▸ **Task**
Which namespaces does the modular monolith passage below list to show its order-entry system in the monolithic structure?

▸ **Passage**

START

Topology

As the name suggests, the modular monolith architecture style is a monolithic architecture. As such, it’s deployed as a single unit of software: a web archive (WAR) file, a single assembly in .NET, an enterprise archive file (EAR) in the Java platform, and so on. Because modular monolith is considered a domain-partitioned architecture (one organized by business domains rather than technical capabilities), its isomorphic shape is defined as a single deployment unit with functionality grouped by domain area. Figure 4-1 illustrates the typical topology for modular monolith.

Figure 4-1. With the modular monolith architecture style, functionality is grouped by domain area.

To get a sense of the nature of modular monolith’s domain focus, consider the traditional layered architecture (described in [Link to Come]). Its components are defined and organized by their technical capabilities: presentation, business, and persistence layers, and so on. For example, the presentation logic for maintaining customer-profile information might be represented by a component with the namespace com.app.presentation.customer.profile. The third node in the namespace represents the layer’s technical concern (in this case, the presentation layer).

Conversely, modular monolith components are primarily organized by domain. As such, in a modular monolith architecture, the same customer-profile maintenance component would be represented by the namespace com.app.customer.profile. Here, the third node of the namespace refers to a domain concern rather than a technical one. Depending on the complexity of the component, the namespace might further be divided by technical concern after the domain concern, such as com.app.customer.profile.presentation or com.app.customer.profile.business.

Style Specifics

Domains (or subdomains, in some cases) are called modules in this architectural style. Modules can be organized in one of two ways. The simplest architecture is a monolithic structure, where all of the modules and corresponding logical components are contained within the same codebase, delineated by the namespace or directory structure they are contained in. A slightly more complex option is the modular structure, where each module is represented as an independent, self-contained artifact (such as a JAR or DLL file), and the modules are combined into one monolithic unit of software during deployment.

As with everything in software architecture, the choice between these two structural options depends on many factors and trade-offs. The following sections outline both and discuss their corresponding trade-offs.

Monolithic Structure

In the monolithic structure, all of the modules representing the system are contained in a single source-code repository. All the code associated with each module is deployed as a single unit when delivering or releasing the software. This structural option is illustrated in Figure 4-2. Each module is represented by a separate high-level directory containing the components and any subdomains that make up that module.

Figure 4-2. An example of the monolithic structure option.

The following namespaces illustrate what a modular monolith might look like for the architecture shown in Figure 4-2:

com.orderentry.orderplacement
com.orderentry.inventorymanagement
com.orderentry.paymentprocessing
com.orderentry.notification
com.orderentry.fulfillment
com.orderentry.shipping

This is the simplest option for the modular monolith: all of the system’s source code is located in one place and is thus more easily maintained, tested, and deployed. However, strict governance is needed (see “Governance”) to maintain the boundaries of each module. Although this structural option is simple, developers have a tendency to reuse too much code across modules, as well as allowing too much communication between modules (see “Module Communication”). These practices can turn a well-architected modular monolith into an unstructured Big Ball of Mud.

Modular Structure

With the modular structure, modules are represented as self-contained artifacts (such as JAR and DLL files), then put together into a single deployment unit during deployment. Figure 4-3 illustrates this option using JAR files in the Java platform.

END

▸ **Dataset entries**
START

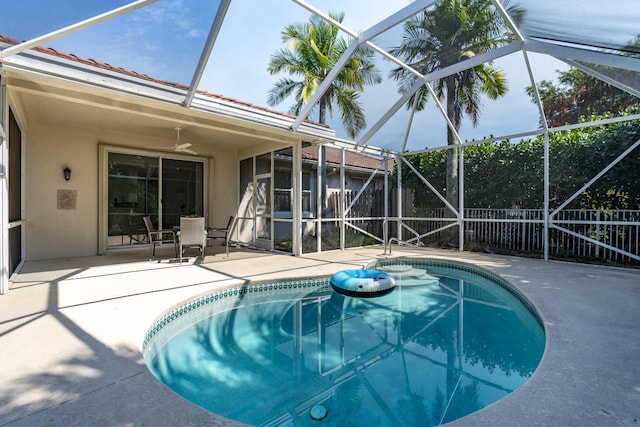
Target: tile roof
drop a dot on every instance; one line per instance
(120, 70)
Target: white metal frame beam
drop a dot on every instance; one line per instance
(74, 27)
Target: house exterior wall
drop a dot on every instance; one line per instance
(53, 232)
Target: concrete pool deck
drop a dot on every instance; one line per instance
(71, 332)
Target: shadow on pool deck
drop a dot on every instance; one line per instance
(71, 332)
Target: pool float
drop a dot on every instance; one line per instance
(362, 283)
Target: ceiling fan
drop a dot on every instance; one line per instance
(180, 147)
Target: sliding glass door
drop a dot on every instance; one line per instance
(143, 184)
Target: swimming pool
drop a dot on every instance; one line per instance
(449, 340)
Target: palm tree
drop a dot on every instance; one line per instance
(311, 50)
(449, 33)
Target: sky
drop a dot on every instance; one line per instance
(164, 40)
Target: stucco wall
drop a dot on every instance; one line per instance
(54, 233)
(51, 232)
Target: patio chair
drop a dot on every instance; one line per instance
(222, 232)
(192, 234)
(159, 236)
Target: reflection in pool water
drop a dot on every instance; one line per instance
(440, 346)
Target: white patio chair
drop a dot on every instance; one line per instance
(192, 234)
(158, 236)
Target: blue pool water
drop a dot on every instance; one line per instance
(448, 341)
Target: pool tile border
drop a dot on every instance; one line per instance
(320, 281)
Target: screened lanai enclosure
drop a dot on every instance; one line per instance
(424, 123)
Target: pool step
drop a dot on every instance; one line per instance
(407, 275)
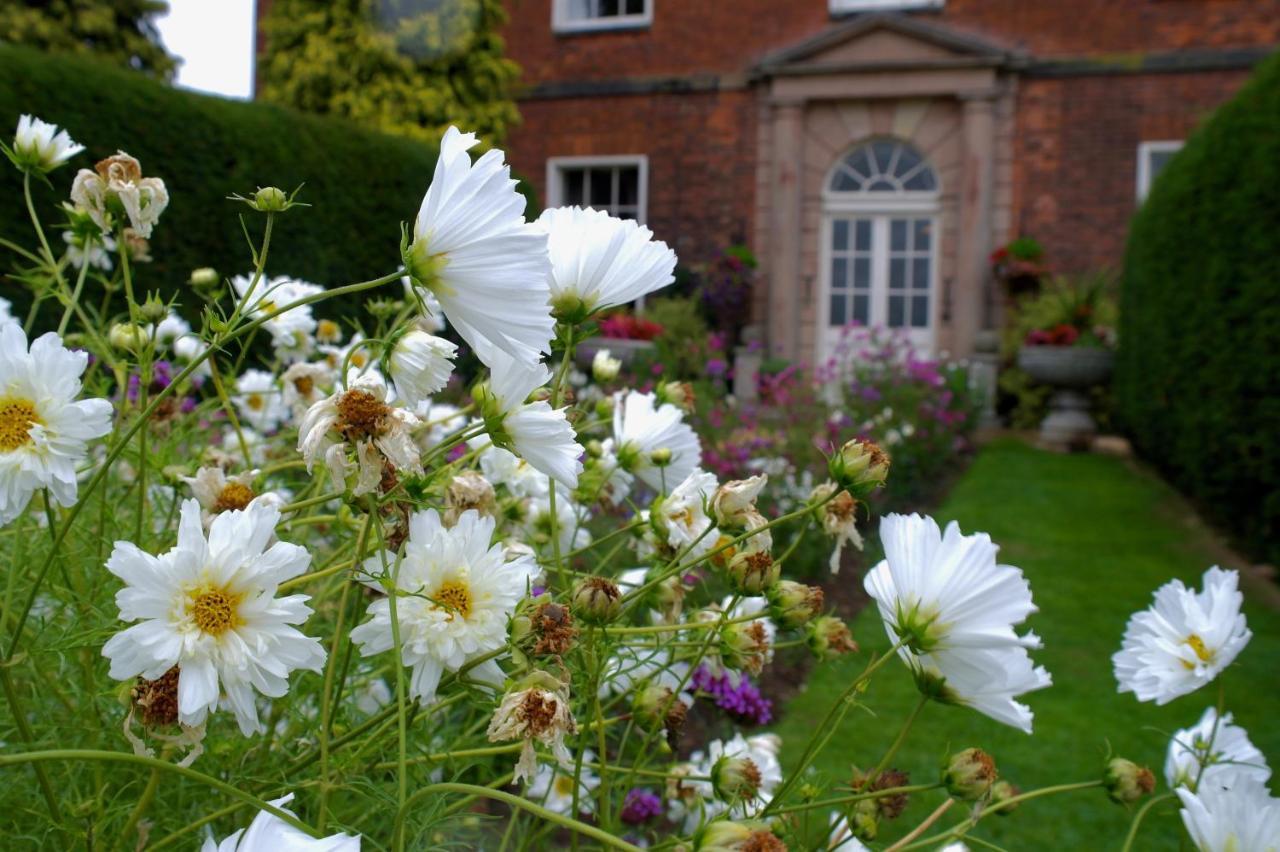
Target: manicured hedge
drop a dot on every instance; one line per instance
(1198, 378)
(362, 184)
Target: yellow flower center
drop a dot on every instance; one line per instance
(214, 610)
(17, 417)
(455, 596)
(1197, 645)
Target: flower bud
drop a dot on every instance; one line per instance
(969, 774)
(830, 637)
(597, 600)
(1127, 782)
(124, 335)
(792, 604)
(859, 467)
(750, 572)
(604, 367)
(736, 779)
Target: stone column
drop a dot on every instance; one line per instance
(784, 320)
(976, 214)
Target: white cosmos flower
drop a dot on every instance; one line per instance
(40, 146)
(1211, 749)
(640, 429)
(954, 609)
(259, 401)
(269, 833)
(457, 594)
(599, 261)
(475, 252)
(1184, 640)
(540, 435)
(44, 429)
(420, 363)
(1234, 814)
(209, 607)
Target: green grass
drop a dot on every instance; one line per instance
(1096, 536)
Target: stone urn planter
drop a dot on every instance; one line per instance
(1072, 371)
(620, 348)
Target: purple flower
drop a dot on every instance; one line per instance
(734, 694)
(640, 806)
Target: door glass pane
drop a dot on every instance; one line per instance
(920, 311)
(896, 307)
(897, 234)
(896, 273)
(840, 234)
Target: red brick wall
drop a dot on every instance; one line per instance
(702, 159)
(1075, 154)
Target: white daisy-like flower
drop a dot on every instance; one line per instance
(952, 609)
(119, 178)
(475, 252)
(641, 429)
(259, 401)
(1234, 814)
(293, 331)
(269, 833)
(359, 418)
(599, 261)
(40, 146)
(538, 713)
(456, 592)
(539, 434)
(1211, 749)
(553, 787)
(209, 607)
(420, 363)
(682, 516)
(44, 429)
(1184, 640)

END

▸ **Result**
com.orderentry.orderplacement
com.orderentry.inventorymanagement
com.orderentry.paymentprocessing
com.orderentry.notification
com.orderentry.fulfillment
com.orderentry.shipping